## [YOUR OBJECTIVE]
Search the entries for the word "mowed" and return every line where it is found.

## [Dataset items]
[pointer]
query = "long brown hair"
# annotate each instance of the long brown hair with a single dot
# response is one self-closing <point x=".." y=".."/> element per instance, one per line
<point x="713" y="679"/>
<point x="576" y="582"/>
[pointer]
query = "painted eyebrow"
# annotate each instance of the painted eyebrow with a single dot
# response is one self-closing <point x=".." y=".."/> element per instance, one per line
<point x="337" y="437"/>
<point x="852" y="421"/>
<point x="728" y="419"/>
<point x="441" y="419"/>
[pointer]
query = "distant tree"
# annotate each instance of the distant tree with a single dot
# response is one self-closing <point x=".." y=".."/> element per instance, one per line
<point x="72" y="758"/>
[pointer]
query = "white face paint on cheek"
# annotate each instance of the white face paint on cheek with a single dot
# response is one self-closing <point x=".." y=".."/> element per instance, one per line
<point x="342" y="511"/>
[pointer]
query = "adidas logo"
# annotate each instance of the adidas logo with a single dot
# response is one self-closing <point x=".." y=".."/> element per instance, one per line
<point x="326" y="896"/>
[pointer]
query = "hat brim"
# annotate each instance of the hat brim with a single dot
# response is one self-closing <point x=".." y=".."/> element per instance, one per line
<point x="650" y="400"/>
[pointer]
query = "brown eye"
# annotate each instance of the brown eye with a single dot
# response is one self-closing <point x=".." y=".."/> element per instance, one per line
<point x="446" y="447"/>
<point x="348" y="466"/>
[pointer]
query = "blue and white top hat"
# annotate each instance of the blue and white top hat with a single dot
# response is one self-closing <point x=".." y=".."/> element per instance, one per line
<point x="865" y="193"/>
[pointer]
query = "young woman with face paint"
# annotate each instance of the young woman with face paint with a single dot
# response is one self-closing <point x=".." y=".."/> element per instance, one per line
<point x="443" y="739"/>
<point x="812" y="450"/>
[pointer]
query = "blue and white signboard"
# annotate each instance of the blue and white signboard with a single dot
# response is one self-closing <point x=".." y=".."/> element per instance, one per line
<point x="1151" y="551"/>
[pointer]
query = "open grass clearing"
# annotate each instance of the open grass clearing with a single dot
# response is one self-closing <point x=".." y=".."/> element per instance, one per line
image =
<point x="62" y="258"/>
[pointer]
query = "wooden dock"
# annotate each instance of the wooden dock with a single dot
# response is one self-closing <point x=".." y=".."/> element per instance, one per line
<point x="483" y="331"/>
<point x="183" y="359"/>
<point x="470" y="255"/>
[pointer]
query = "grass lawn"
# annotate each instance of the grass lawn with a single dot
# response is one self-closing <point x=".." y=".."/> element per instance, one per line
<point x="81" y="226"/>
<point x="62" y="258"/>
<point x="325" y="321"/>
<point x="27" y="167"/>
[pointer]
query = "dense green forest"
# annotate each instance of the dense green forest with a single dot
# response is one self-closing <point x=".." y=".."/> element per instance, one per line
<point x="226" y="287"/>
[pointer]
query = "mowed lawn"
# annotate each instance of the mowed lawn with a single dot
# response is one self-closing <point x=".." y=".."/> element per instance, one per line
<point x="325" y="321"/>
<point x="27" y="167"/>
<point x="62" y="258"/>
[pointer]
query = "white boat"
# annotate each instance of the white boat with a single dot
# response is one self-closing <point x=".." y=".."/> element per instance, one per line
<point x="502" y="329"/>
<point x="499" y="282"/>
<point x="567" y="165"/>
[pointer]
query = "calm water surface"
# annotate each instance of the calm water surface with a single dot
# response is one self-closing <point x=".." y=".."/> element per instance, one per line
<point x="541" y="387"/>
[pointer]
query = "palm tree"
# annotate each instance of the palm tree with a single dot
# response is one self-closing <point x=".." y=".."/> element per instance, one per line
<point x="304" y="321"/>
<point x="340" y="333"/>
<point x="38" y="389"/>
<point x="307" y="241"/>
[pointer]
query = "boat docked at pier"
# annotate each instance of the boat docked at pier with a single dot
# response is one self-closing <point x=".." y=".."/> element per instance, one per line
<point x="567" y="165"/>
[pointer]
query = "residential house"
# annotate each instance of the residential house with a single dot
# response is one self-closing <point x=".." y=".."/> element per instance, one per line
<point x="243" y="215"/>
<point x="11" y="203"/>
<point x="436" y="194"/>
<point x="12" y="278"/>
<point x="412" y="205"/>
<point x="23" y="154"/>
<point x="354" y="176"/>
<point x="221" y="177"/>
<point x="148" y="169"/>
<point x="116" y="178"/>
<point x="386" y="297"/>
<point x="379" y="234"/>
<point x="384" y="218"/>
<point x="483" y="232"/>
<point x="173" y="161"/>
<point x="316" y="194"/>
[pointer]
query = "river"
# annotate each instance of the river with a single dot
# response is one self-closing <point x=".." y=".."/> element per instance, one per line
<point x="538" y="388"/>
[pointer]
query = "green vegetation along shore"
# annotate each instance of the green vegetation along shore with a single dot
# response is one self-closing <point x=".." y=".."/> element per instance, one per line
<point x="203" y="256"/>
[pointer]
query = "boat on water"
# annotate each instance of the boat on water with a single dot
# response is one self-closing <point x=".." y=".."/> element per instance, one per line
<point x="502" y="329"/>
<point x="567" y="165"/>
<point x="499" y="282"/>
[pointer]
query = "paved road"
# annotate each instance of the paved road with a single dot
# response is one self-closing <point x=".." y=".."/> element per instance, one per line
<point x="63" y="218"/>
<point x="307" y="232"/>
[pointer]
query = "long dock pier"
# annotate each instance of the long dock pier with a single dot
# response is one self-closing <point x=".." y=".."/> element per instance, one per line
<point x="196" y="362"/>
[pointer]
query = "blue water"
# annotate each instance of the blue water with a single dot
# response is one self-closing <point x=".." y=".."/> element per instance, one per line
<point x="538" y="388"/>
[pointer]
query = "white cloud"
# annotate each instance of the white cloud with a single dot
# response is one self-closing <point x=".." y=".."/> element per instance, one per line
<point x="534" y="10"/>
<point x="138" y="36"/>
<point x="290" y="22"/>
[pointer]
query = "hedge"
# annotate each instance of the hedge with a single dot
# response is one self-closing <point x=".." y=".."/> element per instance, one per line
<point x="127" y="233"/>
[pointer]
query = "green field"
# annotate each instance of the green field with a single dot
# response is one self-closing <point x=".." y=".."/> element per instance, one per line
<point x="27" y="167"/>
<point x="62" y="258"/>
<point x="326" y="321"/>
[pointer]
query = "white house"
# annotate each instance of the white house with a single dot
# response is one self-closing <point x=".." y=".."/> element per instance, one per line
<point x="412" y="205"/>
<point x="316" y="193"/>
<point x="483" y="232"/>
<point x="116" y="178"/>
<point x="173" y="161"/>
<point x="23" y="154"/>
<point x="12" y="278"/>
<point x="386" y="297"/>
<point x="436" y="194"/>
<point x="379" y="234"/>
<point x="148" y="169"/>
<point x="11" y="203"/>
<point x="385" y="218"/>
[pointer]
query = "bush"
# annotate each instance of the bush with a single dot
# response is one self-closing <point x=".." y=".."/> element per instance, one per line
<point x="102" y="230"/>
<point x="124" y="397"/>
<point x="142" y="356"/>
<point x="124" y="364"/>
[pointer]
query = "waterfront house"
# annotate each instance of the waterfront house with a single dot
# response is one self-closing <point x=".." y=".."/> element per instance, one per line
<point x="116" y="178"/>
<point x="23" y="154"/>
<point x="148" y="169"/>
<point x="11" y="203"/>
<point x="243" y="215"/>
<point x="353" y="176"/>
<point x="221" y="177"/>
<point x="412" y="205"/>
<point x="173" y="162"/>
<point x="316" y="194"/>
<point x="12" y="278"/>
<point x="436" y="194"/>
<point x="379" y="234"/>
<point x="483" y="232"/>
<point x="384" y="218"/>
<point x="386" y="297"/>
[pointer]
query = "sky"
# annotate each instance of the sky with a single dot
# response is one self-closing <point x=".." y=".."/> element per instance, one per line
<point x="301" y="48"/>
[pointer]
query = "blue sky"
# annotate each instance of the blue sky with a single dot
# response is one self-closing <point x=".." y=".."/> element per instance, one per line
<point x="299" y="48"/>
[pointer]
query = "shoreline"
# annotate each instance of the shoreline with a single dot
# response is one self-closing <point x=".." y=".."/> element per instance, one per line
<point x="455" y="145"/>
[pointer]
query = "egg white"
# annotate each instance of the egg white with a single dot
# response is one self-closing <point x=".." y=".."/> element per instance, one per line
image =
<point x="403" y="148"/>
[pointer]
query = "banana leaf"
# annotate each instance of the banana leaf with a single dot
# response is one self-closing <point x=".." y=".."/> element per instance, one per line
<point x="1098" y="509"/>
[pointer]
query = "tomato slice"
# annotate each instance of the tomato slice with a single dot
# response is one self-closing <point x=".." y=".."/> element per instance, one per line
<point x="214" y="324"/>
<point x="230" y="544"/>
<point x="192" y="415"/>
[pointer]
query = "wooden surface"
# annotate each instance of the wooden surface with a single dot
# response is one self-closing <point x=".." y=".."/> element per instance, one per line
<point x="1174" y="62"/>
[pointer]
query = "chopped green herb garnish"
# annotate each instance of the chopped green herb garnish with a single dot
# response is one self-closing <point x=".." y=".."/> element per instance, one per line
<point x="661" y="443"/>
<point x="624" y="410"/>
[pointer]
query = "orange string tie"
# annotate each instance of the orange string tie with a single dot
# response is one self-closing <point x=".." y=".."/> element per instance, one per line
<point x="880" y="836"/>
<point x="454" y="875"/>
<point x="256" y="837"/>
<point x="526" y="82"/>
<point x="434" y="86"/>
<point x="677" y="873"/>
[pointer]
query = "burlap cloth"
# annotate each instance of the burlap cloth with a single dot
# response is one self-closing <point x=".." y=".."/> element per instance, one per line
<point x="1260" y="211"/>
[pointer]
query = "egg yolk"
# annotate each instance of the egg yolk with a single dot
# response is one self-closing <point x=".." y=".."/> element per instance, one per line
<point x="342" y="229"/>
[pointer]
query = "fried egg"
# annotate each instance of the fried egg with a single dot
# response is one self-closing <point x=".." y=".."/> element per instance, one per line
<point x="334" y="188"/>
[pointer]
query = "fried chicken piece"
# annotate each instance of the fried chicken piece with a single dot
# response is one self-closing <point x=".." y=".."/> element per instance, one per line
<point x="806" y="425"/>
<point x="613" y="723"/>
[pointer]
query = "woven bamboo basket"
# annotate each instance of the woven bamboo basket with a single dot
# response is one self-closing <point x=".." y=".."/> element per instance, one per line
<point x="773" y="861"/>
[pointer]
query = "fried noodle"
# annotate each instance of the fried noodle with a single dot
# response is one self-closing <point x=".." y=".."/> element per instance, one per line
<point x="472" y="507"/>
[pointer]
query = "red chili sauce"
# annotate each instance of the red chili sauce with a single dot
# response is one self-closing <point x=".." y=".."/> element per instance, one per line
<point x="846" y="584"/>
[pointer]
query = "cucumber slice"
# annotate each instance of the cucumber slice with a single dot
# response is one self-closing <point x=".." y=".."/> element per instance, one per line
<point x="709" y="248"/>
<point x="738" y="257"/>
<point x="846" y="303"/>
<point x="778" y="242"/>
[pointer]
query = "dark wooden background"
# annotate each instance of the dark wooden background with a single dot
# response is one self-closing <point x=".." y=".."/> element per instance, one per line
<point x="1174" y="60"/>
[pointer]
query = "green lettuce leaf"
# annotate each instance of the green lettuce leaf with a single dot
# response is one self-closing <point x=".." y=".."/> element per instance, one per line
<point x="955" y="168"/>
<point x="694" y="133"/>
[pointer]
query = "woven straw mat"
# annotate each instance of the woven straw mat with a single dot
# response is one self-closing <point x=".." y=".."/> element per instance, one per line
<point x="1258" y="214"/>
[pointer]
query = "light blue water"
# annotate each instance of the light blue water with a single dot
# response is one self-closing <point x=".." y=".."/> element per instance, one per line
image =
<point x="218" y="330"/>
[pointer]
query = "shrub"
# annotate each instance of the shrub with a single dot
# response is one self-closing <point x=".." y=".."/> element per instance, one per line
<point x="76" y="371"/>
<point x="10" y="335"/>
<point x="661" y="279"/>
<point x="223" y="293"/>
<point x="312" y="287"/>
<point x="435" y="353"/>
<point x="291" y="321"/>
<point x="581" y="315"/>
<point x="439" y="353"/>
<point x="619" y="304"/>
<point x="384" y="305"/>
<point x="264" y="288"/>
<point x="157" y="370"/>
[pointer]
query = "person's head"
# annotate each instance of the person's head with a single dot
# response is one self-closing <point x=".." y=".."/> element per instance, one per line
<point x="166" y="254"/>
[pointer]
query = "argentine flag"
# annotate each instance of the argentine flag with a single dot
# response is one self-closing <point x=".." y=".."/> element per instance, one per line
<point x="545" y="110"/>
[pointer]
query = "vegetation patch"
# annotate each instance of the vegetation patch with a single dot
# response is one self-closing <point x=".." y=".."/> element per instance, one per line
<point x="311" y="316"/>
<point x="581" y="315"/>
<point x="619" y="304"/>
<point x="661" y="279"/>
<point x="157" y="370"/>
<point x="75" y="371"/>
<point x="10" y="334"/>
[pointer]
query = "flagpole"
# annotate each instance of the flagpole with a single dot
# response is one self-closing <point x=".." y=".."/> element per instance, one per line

## [RESPONSE BOX]
query = "mowed lawn"
# annotate each instance of the mowed lawn with a single dot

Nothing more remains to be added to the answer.